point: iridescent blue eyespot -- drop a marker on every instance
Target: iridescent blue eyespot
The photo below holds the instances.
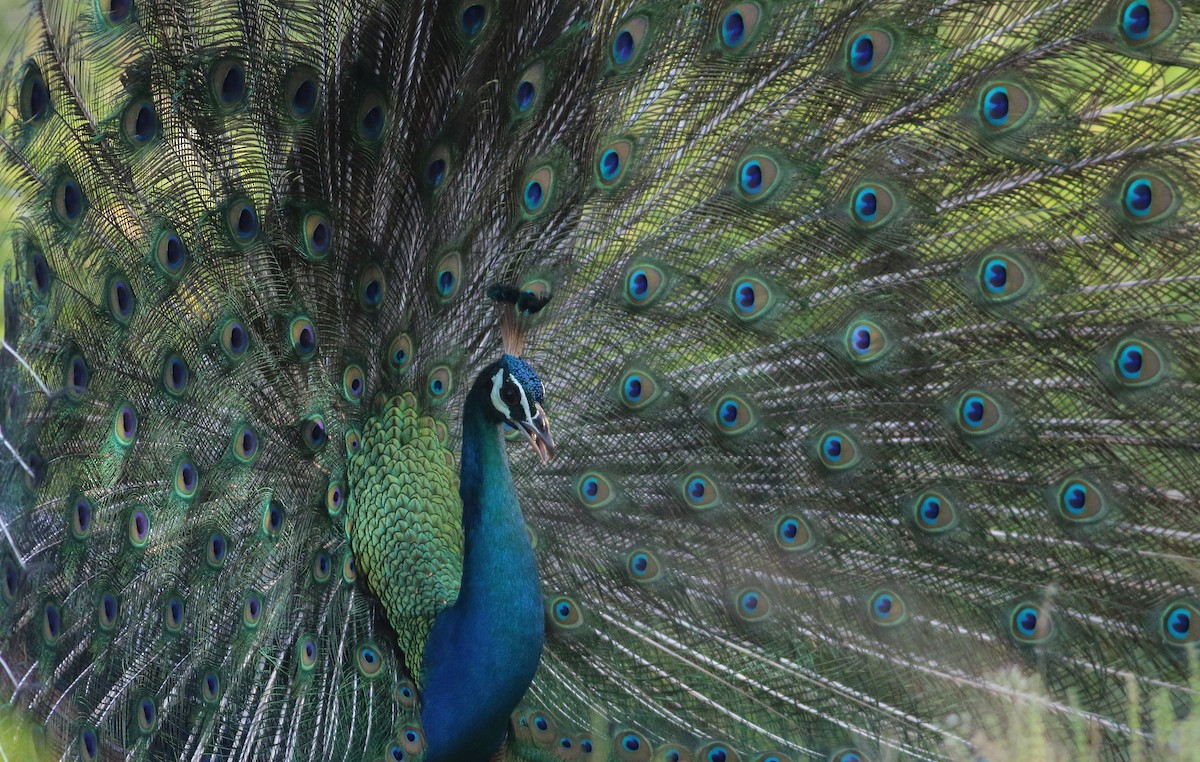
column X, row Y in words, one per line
column 533, row 196
column 594, row 490
column 873, row 205
column 757, row 175
column 1145, row 22
column 1137, row 364
column 1149, row 197
column 718, row 753
column 934, row 513
column 978, row 413
column 631, row 747
column 700, row 491
column 862, row 53
column 564, row 612
column 1002, row 279
column 610, row 165
column 642, row 565
column 738, row 25
column 147, row 715
column 732, row 415
column 867, row 52
column 628, row 41
column 1079, row 501
column 611, row 162
column 837, row 450
column 369, row 661
column 733, row 29
column 637, row 389
column 865, row 341
column 1005, row 106
column 753, row 605
column 793, row 533
column 1138, row 197
column 643, row 283
column 1030, row 624
column 751, row 178
column 750, row 298
column 887, row 609
column 1135, row 21
column 1179, row 624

□ □ □

Convert the entries above into a two-column CSV headed entry_text and answer, one row per entry, with each value in a single quoted field and its line breaks replaced by spaces. Omit the pictures.

entry_text,answer
"point: iridescent blue eyespot -- drop a marker on every instance Target: iridescent blue eyespot The photo below holds the instances. column X, row Y in words, one per line","column 533, row 196 column 594, row 490 column 873, row 205 column 757, row 175 column 1145, row 22 column 1137, row 364 column 1149, row 197 column 718, row 753 column 934, row 513 column 978, row 413 column 631, row 747 column 700, row 491 column 862, row 53 column 564, row 612 column 1002, row 279 column 610, row 165 column 642, row 565 column 738, row 25 column 147, row 715 column 732, row 415 column 867, row 52 column 628, row 41 column 1079, row 501 column 611, row 162 column 837, row 450 column 369, row 661 column 733, row 29 column 637, row 389 column 865, row 341 column 1005, row 106 column 753, row 605 column 793, row 533 column 1138, row 197 column 643, row 283 column 1030, row 624 column 751, row 178 column 750, row 298 column 887, row 609 column 1135, row 21 column 1179, row 624"